THE PROBLEM
Copy exactly the run of lines that begins at the line with "navy blue jersey" and ends at the final line of the entries.

-- Begin DATA SECTION --

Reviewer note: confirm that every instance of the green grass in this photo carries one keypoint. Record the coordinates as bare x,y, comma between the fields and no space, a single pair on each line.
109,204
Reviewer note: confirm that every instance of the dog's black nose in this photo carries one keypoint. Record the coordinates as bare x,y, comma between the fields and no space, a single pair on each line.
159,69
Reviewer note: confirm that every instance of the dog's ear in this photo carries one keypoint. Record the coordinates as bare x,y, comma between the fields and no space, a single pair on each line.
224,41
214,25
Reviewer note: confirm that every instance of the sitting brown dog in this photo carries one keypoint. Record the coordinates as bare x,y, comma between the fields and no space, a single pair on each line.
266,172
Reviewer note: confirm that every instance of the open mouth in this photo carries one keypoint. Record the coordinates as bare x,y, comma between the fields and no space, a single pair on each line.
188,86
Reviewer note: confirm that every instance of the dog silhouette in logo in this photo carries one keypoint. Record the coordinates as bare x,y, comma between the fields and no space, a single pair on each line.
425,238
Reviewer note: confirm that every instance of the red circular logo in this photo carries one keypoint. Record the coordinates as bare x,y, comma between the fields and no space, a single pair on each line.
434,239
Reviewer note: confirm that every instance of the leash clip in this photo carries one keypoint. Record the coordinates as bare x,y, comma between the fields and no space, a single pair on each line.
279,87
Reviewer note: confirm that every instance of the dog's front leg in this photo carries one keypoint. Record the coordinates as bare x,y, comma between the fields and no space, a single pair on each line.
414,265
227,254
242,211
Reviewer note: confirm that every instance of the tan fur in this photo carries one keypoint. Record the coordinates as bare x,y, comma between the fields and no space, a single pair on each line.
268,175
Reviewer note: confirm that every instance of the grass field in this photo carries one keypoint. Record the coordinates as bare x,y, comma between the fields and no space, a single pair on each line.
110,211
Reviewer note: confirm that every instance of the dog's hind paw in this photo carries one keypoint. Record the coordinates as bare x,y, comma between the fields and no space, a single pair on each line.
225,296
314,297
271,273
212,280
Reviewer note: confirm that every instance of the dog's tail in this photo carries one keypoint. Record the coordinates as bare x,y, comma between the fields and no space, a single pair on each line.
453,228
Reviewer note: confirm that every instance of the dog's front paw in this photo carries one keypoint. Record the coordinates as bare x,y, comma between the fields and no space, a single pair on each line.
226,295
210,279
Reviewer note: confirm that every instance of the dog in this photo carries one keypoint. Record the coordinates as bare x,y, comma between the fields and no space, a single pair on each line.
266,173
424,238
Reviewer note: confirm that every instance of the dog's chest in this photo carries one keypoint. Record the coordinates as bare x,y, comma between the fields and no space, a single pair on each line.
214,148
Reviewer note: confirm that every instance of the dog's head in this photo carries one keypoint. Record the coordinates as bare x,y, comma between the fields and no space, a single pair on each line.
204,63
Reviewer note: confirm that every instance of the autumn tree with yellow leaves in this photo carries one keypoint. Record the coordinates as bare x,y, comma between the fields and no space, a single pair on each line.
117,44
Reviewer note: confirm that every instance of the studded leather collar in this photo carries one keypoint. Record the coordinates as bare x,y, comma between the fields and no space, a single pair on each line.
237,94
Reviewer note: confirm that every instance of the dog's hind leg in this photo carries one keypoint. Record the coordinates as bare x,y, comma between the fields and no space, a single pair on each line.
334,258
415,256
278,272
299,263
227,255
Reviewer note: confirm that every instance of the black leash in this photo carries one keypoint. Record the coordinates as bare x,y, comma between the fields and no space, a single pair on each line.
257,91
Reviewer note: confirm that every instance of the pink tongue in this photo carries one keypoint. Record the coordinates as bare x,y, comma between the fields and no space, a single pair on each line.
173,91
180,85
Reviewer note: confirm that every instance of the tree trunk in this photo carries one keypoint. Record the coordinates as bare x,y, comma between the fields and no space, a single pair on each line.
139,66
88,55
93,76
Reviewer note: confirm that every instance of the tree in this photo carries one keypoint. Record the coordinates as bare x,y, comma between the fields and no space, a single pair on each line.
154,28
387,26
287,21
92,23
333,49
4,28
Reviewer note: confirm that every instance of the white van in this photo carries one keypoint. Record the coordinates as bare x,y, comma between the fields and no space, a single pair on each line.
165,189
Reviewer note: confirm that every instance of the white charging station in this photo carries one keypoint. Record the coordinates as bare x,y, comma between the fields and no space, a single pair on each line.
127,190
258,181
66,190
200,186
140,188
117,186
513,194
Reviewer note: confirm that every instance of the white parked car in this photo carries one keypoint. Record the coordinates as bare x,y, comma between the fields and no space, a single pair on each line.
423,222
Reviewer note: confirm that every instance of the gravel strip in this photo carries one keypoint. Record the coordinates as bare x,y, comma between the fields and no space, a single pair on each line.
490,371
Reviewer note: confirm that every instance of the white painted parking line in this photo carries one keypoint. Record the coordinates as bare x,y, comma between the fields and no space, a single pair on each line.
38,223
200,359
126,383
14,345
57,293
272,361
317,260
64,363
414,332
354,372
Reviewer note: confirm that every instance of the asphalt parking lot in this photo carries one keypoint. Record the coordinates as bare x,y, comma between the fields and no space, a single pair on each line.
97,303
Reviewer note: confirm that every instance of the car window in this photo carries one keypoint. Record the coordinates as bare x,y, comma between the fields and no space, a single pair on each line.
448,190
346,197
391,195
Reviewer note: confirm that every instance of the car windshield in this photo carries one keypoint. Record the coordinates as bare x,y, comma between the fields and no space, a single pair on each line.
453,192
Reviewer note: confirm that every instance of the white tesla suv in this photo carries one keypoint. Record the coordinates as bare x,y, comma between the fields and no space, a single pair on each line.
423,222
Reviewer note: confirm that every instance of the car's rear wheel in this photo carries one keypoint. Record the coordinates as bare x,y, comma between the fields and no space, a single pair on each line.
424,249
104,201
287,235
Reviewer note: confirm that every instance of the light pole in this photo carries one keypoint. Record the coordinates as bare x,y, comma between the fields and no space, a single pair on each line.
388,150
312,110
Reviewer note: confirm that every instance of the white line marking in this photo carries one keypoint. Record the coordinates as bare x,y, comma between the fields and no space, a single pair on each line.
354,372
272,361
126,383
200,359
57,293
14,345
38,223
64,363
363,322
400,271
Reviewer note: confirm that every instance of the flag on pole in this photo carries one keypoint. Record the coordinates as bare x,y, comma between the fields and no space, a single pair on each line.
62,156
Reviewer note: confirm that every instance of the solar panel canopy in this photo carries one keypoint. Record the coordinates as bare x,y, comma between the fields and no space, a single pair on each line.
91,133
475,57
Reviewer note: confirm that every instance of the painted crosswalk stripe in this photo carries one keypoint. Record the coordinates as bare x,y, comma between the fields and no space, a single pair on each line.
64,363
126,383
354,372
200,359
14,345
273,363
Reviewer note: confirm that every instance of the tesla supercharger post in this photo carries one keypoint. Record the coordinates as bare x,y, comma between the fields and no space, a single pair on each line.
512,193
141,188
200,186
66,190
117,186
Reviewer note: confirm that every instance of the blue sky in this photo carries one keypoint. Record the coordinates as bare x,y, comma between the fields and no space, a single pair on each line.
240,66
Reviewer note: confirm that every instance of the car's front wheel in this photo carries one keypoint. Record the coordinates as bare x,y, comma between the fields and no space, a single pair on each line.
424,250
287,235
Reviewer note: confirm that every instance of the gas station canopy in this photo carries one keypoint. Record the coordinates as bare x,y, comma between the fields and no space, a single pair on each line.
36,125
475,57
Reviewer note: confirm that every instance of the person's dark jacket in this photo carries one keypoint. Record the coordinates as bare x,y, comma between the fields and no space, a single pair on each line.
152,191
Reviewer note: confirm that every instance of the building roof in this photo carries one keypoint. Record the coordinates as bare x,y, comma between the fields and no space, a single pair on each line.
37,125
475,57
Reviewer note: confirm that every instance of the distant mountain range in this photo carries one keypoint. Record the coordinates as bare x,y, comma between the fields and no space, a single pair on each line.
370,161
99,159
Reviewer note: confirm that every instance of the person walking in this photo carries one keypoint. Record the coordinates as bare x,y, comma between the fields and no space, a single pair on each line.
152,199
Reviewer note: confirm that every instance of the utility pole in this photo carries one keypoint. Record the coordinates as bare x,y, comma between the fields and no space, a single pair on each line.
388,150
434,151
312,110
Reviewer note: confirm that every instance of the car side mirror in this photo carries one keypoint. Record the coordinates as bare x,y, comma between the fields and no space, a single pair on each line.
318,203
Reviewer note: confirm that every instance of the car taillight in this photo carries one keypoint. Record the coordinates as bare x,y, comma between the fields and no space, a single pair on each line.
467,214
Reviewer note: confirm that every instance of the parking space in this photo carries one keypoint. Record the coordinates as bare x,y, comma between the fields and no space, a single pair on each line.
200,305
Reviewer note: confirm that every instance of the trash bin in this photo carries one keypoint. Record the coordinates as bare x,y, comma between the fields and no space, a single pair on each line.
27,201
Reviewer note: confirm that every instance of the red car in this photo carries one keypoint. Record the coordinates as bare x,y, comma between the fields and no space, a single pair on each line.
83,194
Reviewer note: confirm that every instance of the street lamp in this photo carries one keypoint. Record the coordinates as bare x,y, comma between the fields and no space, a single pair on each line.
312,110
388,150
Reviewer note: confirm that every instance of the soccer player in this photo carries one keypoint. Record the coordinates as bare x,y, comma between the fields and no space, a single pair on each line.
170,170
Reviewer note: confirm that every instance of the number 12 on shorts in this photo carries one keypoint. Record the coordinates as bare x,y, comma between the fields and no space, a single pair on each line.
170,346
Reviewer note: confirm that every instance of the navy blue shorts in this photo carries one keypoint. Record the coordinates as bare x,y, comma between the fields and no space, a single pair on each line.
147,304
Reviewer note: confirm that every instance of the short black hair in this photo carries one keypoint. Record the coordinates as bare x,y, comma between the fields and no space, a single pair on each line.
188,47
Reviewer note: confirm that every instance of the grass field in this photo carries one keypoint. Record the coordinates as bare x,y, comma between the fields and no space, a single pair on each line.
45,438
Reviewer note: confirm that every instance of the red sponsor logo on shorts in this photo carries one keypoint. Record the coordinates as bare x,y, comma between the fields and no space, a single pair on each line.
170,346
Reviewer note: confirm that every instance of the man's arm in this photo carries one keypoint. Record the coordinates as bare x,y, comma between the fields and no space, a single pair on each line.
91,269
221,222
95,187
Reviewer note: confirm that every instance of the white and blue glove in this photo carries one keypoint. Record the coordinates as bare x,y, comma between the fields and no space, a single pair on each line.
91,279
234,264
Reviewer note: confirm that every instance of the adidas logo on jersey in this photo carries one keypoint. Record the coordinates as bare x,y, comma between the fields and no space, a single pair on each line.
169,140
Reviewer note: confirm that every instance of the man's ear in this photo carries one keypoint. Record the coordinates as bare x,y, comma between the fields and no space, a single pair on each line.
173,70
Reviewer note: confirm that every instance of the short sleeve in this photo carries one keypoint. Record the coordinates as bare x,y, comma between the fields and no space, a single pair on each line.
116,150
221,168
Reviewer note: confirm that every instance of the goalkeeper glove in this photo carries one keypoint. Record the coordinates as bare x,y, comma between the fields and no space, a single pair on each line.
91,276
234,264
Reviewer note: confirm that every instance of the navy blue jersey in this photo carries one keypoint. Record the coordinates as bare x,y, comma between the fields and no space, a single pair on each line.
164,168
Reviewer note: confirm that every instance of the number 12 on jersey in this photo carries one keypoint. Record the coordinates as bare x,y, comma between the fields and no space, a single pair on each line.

-- End DATA SECTION --

EXPECTED ANSWER
Reviewer note: confirm that every instance of the navy blue jersey in this photo carries one keypoint. Record the coordinates as bare x,y, comma between the fields and no space, a single pair on each line.
164,168
Reviewer note: confirm that every instance of the number 12 on jersey in this photo carries one keypoint. Record the coordinates as bare x,y, comma between the fields and no space, a single pair on each line.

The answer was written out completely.